Set exercise
All lines from the one containing "Drop one marker on each instance of the cherry" through the final line of the records below should be reproduced exactly, with the pictures left out.

+ + + + +

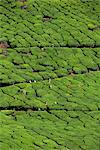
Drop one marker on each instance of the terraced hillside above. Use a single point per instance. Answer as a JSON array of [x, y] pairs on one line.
[[50, 75]]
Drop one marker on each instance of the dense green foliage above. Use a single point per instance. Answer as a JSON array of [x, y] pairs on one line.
[[50, 75], [51, 23]]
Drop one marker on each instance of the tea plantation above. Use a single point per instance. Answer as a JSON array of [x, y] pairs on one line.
[[49, 74]]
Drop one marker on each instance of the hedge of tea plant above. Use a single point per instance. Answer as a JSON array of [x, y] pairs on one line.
[[50, 23], [49, 75]]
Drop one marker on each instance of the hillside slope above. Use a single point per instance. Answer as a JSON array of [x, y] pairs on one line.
[[50, 75]]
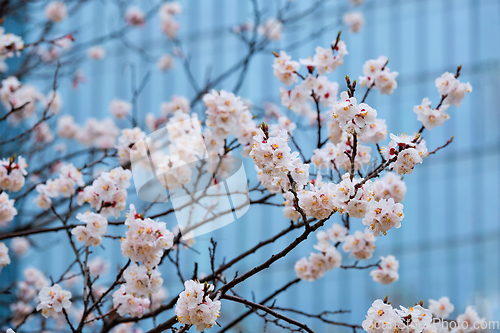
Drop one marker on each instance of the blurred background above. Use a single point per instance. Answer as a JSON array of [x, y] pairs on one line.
[[449, 242]]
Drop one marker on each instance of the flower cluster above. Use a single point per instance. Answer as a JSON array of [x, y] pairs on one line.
[[21, 97], [378, 76], [64, 185], [168, 25], [228, 114], [354, 21], [332, 156], [12, 173], [165, 62], [195, 307], [127, 150], [383, 215], [319, 263], [127, 303], [390, 186], [353, 118], [66, 127], [53, 300], [407, 152], [387, 272], [145, 239], [4, 256], [108, 193], [382, 317], [142, 281], [7, 209], [272, 156], [135, 16], [20, 245], [27, 290], [285, 69], [91, 234], [10, 44]]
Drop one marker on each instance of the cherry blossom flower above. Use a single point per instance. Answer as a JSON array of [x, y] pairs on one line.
[[145, 239], [384, 215], [360, 244], [91, 234], [431, 117], [66, 127], [390, 186], [353, 118], [285, 68], [354, 21], [7, 209], [387, 273], [135, 16], [53, 300], [4, 256], [195, 307], [20, 245], [126, 303]]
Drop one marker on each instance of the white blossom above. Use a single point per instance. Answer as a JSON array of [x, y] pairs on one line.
[[96, 53], [10, 44], [53, 300], [354, 21], [20, 245], [66, 127], [353, 118], [92, 233], [7, 209], [195, 307], [145, 239], [387, 272], [4, 256], [126, 303], [285, 68], [383, 215], [390, 186], [135, 16], [360, 244]]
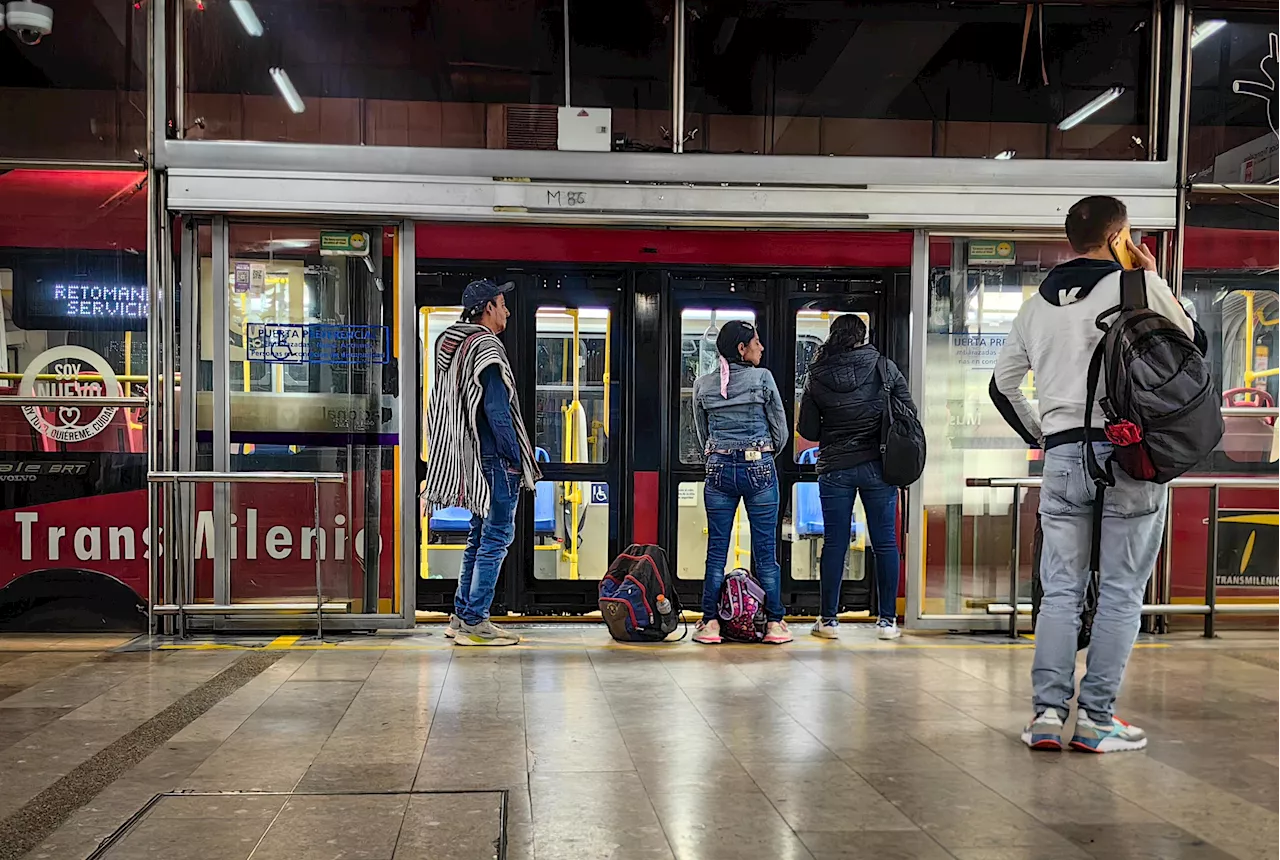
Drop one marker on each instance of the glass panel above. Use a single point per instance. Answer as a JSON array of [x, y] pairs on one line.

+ + + + +

Written response
Drop one marker on each instance of the cherry blossom flower above. Use a single point per instance. Answer as a JSON array of [x, y] pairs on one line.
[[145, 239], [384, 215], [360, 244], [91, 234], [431, 117], [66, 127], [390, 186], [353, 118], [285, 68], [354, 21], [7, 209], [387, 273], [135, 16], [53, 300], [4, 256], [195, 307], [20, 245], [126, 303]]
Drop one marker on each instance of the white blossom above. Use a single point per instance. Answer as a JSON array of [x, y] pairs on one line.
[[96, 53], [10, 44], [53, 300], [354, 21], [20, 245], [66, 127], [353, 118], [92, 233], [7, 209], [195, 307], [145, 239], [387, 272], [4, 256], [126, 303], [285, 68], [383, 215], [390, 186], [135, 16], [360, 244]]
Drop one marker on each instance of the glass panel above. Use a single point per instance. Answer as a JSON array of [x, y] pairs on one line.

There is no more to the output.